▶ Given instruction
Pick out every line below that contains the string "floor", treating uppercase and lowercase as different, and copy each of those lines.
┌────────
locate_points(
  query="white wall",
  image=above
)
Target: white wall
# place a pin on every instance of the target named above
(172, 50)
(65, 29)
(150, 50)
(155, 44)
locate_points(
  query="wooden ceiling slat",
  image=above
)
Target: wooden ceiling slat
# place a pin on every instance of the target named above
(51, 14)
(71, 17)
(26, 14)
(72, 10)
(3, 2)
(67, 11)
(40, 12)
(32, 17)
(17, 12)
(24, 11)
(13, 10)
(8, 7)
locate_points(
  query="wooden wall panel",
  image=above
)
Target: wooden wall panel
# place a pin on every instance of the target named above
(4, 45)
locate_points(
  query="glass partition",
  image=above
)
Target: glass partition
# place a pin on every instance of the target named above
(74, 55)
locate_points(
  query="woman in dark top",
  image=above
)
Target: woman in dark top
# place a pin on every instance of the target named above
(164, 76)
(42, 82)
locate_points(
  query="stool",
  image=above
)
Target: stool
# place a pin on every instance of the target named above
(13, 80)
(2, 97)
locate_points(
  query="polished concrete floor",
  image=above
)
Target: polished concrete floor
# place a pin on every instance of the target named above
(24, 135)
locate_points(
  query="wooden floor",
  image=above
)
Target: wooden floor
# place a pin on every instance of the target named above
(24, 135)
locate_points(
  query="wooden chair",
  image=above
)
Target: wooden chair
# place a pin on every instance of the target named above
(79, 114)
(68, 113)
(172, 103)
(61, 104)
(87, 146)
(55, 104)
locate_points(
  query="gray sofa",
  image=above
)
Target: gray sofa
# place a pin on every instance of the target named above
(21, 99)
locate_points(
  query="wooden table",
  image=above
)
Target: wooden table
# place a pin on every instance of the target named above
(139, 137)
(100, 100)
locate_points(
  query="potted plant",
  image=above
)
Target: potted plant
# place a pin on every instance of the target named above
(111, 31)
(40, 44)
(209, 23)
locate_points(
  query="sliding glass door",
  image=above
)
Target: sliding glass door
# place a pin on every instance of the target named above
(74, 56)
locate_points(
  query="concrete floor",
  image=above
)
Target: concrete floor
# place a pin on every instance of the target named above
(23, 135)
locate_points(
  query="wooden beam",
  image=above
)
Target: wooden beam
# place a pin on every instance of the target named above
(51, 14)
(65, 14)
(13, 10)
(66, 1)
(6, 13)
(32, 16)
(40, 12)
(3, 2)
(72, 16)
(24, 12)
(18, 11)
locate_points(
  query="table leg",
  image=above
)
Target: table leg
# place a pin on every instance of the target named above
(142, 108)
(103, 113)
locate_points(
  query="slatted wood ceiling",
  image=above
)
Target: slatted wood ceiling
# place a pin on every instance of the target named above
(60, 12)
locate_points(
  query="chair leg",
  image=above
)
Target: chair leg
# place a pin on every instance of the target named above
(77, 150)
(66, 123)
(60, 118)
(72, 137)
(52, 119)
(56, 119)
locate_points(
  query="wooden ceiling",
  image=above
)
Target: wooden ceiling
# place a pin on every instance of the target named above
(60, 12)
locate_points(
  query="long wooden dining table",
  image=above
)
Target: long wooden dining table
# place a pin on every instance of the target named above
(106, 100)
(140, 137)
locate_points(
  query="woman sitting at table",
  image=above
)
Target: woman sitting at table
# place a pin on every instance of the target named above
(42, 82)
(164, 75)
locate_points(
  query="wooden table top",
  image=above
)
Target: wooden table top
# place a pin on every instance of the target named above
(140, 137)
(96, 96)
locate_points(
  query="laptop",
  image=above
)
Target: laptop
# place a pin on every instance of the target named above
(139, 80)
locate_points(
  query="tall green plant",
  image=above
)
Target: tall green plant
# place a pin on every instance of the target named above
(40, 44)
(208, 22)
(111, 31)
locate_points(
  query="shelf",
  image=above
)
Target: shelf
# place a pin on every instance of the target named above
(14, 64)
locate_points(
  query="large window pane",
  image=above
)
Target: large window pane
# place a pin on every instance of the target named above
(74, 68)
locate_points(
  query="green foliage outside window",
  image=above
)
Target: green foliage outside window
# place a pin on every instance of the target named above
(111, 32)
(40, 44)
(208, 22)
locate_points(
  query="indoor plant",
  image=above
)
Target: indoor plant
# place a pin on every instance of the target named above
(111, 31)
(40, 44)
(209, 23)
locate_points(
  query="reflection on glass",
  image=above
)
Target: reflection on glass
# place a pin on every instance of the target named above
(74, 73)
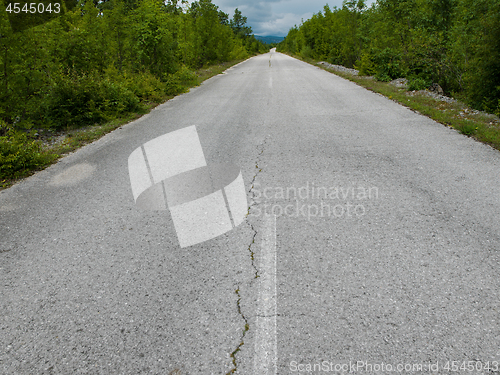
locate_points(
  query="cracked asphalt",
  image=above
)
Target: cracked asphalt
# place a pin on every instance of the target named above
(387, 241)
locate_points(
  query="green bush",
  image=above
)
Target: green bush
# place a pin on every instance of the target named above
(145, 86)
(307, 52)
(179, 81)
(366, 66)
(18, 154)
(388, 65)
(87, 100)
(417, 83)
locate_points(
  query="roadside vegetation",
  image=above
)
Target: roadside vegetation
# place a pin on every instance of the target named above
(69, 80)
(452, 43)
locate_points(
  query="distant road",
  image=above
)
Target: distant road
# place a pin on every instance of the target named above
(372, 244)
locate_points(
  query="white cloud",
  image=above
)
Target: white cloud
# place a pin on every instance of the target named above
(275, 17)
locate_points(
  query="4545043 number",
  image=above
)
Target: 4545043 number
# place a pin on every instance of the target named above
(34, 8)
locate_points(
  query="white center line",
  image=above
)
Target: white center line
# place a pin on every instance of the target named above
(266, 345)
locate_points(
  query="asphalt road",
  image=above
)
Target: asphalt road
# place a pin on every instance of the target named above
(372, 240)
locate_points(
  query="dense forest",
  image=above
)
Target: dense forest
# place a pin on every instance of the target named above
(98, 60)
(455, 43)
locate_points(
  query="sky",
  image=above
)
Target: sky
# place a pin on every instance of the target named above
(275, 17)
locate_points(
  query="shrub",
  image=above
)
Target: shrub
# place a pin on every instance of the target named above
(18, 154)
(87, 100)
(177, 83)
(417, 83)
(145, 86)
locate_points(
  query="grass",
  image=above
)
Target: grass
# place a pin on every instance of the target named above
(57, 144)
(457, 115)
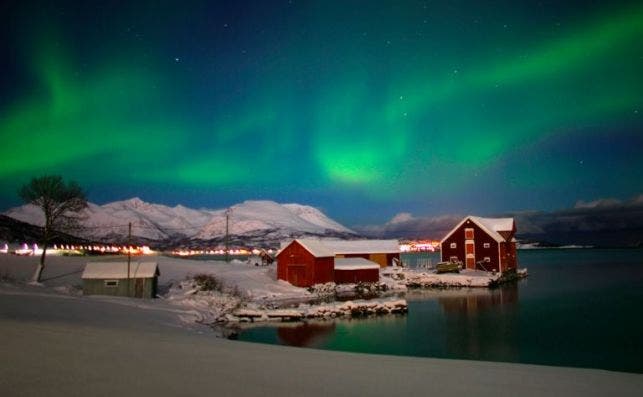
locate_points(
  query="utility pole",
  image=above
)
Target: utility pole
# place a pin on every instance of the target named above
└────────
▶ Result of the task
  query="polished concrete floor",
Target: polished concrete floor
  query="wooden floor",
Target: wooden floor
  query="concrete floor",
Target: concrete floor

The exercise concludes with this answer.